● **What the task asks**
Give the lines as a numbered list, starting at the line that contains "Where can you see the headlight" and ending at the last line of the items, with blank lines left out.

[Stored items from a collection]
+===+
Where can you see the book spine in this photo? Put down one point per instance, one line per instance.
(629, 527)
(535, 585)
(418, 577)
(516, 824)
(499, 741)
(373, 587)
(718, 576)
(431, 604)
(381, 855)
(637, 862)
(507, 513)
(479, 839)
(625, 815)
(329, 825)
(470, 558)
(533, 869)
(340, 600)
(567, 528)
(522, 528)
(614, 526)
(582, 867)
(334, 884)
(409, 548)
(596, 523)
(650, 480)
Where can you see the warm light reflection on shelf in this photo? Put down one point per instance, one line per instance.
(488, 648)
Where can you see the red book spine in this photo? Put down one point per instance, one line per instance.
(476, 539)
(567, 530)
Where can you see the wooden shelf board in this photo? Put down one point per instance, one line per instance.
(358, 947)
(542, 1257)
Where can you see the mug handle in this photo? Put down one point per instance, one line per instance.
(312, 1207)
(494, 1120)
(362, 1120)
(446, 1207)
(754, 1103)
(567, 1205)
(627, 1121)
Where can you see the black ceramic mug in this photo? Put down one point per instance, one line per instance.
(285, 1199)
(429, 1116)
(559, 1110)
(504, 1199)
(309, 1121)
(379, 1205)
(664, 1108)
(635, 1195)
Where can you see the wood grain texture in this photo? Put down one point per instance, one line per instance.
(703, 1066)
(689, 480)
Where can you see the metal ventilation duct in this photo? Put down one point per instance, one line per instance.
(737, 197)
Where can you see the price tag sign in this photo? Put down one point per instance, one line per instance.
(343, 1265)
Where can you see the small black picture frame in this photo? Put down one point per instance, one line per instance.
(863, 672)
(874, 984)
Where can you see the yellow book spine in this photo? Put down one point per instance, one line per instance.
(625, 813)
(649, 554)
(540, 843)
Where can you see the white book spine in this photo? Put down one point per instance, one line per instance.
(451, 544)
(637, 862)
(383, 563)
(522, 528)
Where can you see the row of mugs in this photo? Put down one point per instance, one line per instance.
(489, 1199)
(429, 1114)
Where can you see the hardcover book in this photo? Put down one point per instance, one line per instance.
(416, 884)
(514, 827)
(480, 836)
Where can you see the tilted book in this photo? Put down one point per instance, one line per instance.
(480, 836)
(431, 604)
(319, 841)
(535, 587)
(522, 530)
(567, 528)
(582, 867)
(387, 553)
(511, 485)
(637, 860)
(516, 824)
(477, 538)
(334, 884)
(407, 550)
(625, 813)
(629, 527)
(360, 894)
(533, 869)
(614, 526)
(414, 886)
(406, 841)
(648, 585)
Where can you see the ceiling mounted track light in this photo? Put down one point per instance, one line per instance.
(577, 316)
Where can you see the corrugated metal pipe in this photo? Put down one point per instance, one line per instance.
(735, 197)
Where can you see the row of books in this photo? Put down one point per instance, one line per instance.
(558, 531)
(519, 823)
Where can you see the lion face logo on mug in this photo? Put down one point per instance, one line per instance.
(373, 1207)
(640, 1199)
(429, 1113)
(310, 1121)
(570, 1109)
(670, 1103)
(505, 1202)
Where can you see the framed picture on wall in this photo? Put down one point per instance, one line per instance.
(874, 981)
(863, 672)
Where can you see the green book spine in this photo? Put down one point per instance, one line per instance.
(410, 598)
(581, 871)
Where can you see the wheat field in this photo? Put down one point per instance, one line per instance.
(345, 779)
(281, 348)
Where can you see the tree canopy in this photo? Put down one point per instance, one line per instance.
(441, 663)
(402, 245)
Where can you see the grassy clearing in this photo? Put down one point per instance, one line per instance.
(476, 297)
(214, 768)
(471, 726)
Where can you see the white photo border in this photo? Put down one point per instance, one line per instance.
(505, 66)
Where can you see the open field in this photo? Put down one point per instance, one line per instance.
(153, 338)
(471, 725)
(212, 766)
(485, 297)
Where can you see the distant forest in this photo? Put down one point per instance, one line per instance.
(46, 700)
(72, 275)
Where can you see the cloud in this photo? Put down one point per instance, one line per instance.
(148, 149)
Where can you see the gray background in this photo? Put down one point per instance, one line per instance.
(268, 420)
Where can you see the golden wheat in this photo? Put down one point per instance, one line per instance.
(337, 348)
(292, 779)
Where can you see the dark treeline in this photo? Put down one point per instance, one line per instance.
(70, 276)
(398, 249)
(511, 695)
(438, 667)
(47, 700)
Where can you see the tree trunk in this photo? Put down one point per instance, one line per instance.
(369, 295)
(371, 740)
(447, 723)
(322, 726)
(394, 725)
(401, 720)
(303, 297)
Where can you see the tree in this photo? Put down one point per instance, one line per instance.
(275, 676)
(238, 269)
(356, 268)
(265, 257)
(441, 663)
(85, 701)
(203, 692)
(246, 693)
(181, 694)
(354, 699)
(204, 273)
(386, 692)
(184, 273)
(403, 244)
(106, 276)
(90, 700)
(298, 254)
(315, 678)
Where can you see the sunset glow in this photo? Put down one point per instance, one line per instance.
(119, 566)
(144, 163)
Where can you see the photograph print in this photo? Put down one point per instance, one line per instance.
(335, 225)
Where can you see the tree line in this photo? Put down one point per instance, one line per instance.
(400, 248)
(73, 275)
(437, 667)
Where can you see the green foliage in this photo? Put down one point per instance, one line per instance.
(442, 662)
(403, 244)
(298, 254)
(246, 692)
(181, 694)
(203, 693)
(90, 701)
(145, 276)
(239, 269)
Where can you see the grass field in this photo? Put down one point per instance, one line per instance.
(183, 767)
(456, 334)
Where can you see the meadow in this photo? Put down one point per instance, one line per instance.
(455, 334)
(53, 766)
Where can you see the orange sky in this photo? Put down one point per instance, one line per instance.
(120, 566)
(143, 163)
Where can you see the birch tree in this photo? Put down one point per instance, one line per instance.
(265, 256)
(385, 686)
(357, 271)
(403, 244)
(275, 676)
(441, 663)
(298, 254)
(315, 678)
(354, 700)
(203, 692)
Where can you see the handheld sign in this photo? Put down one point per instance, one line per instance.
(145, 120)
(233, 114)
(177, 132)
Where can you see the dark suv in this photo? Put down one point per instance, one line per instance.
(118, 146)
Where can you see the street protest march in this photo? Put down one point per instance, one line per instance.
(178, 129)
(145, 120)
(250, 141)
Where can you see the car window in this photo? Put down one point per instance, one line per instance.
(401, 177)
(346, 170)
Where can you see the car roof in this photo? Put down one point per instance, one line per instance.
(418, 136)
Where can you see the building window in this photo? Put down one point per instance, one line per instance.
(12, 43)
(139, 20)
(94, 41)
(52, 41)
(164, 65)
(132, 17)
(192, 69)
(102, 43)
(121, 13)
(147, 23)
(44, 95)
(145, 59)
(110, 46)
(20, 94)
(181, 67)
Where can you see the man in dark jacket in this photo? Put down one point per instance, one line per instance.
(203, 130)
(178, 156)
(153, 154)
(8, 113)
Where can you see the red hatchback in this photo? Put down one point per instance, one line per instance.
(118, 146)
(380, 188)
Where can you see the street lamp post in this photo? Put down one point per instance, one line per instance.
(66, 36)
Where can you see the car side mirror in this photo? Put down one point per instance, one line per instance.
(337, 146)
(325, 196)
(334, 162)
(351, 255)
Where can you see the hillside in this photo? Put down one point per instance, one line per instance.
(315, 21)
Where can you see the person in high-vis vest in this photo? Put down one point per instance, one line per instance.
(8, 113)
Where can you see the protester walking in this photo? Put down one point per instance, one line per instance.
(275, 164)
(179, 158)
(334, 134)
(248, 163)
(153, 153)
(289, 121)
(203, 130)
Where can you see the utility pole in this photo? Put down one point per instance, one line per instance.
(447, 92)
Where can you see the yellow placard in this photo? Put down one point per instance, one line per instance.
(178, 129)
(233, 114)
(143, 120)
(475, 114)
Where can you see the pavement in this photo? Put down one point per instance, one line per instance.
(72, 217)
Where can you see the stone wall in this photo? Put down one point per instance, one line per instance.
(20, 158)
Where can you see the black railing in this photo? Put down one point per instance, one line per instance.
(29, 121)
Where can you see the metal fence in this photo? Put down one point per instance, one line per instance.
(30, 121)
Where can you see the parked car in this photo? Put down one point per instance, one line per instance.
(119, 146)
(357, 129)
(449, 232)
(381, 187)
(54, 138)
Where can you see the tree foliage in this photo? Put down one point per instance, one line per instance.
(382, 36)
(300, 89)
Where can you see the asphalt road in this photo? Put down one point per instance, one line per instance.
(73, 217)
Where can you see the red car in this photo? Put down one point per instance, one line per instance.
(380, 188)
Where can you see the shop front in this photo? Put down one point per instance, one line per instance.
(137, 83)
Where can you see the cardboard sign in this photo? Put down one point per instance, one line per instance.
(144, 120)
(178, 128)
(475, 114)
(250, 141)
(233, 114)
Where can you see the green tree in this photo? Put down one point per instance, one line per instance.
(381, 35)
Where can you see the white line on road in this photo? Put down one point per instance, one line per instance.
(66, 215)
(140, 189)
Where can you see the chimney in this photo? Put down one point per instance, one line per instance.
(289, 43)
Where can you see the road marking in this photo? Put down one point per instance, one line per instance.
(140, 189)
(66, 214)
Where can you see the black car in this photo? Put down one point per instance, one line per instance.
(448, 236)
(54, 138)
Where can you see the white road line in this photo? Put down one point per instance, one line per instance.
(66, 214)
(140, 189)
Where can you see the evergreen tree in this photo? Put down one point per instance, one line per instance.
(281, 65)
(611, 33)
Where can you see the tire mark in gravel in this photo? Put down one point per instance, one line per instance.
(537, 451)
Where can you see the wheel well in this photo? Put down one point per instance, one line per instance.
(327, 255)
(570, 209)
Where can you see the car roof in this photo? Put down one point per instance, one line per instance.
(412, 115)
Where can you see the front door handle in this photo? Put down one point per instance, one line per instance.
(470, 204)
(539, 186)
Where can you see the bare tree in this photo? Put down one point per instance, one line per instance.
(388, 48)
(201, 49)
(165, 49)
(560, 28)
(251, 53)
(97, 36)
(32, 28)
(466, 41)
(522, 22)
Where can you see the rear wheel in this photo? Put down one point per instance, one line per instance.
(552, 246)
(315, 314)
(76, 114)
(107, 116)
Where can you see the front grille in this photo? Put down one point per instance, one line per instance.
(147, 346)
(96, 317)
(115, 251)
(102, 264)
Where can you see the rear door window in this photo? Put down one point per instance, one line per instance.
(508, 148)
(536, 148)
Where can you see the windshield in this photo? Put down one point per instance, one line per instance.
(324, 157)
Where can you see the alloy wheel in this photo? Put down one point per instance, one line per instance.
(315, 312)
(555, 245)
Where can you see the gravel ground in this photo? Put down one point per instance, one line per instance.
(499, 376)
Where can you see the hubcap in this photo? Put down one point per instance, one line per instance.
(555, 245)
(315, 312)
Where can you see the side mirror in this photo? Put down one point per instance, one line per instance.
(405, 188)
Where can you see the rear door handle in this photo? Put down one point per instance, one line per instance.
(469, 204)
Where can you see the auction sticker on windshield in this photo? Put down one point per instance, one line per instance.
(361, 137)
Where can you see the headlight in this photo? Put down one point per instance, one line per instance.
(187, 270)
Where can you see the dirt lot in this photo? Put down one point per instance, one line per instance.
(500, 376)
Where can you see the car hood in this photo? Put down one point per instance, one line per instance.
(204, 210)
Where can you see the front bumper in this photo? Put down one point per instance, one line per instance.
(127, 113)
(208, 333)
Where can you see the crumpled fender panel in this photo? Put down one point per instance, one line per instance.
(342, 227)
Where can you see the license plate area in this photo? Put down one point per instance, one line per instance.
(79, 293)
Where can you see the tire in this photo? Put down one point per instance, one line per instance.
+===+
● **Written reply**
1. Where can you see the headlight in this photo? Put down one point per instance, one line per instance.
2. (187, 270)
3. Where can you see the dirt lot in this photo? Put down one point per instance, one line per instance.
4. (500, 376)
5. Where can you see the car hood in this photo? Put down one point per instance, one line per instance.
6. (204, 210)
7. Where can you see the front bumper in this photo? Put down one point per instance, one line per instance.
8. (127, 113)
9. (208, 333)
10. Where can you see the crumpled fender panel in this photo? Put down one point per instance, one line per instance.
11. (342, 227)
12. Where can you see the license plate area in this photo? Put down one point per instance, one line per instance.
13. (79, 293)
14. Where can you see the tire in this photo? Put down one point per instance, one line per instance.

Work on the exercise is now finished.